Les nouveautés du Pont du Change

Avec Le pont du Change, Jean-Jacques Nuel a su créer une maison qui peu  à peu trouve sa place et sa vocation dans la mise en avant de textes rares ou oubliés. Cette rentrée, il poursuit l’exploration de l’œuvre du croix-roussien  Roland Tixier avec la réédition  de Chaque fois l’éternité, recueil datant de 1989, et qui tente de faire revivre l’été de ses dix ans.

 « Devant l’accélération du temps, je sens le besoin de partager des instants », disait ce dernier lors d’une lecture de Simples choses en 2009. A vingt ans d’écart, il est intéressant de constater que depuis ce lointain texte, la motivation première de sa poétique a finalement peu varié. Au risque d’une sobriété minimaliste et épurée, celle-là même qui le porta finalement vers la poétique du haïku,  sa plume s’attachait déjà à formuler la primauté de l’instant dans la perception des objets et des lieux. A capter la présence des gens au travers de leurs mots, qu’ils fussent ultimes traces de patois (chabatz d’entrar),  sigles politiques (F.L.N), noms des proches (Solange) ou des lointains (Françoise Hardy), qu’ils désignassent les outils immémoriaux (le piochou, la faux) ou  ceux de la modernité qui s’installait (la moto, le transistor), les choses ou les animaux du réel (le bol, les genets, la grenouille) ou ceux qui déjà étaient signes (les affiches du cirque, la lettre d’Algérie), les quatrains les égrènent tel que l’enfant de dix ans parut les découvrir, avec leur mystérieux pouvoir de suggestion empli d’un cratylisme à fleur de pages. Ici, les verbes conjugués sont denrées rares, l’action comme éclipsée du regard et du dire : Tixier, qui s’avoua un jour « grand lecteur de Simenon » - et l’on sait quel souci du détail tisse la trame de cette écriture,  pratique une poésie magnifiquement nominale, celle « du monde à portée de main », qui convient au dire de la lecture à voix haute, et au ralentissement.

▸ **MATÉRIEL**:
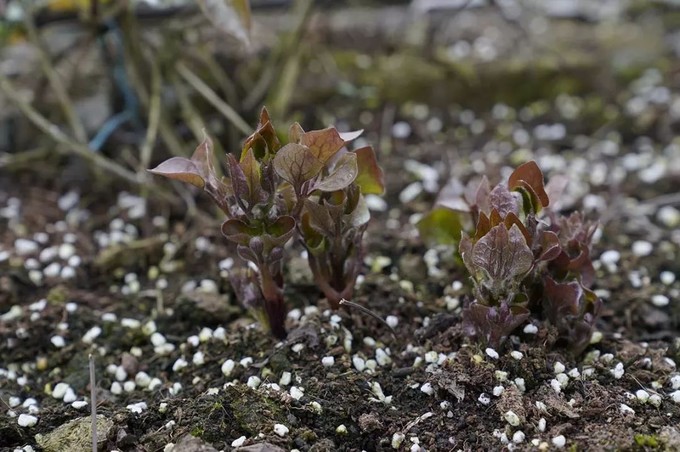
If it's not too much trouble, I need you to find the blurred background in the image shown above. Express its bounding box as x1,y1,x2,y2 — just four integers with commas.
0,0,680,264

▸ **CONSIGNE**:
Relevez tous les outils, anciens comme modernes, que le texte source ci-dessus cite entre parenthèses.

▸ **RÉPONSE**:
le piochou, la faux, la moto, le transistor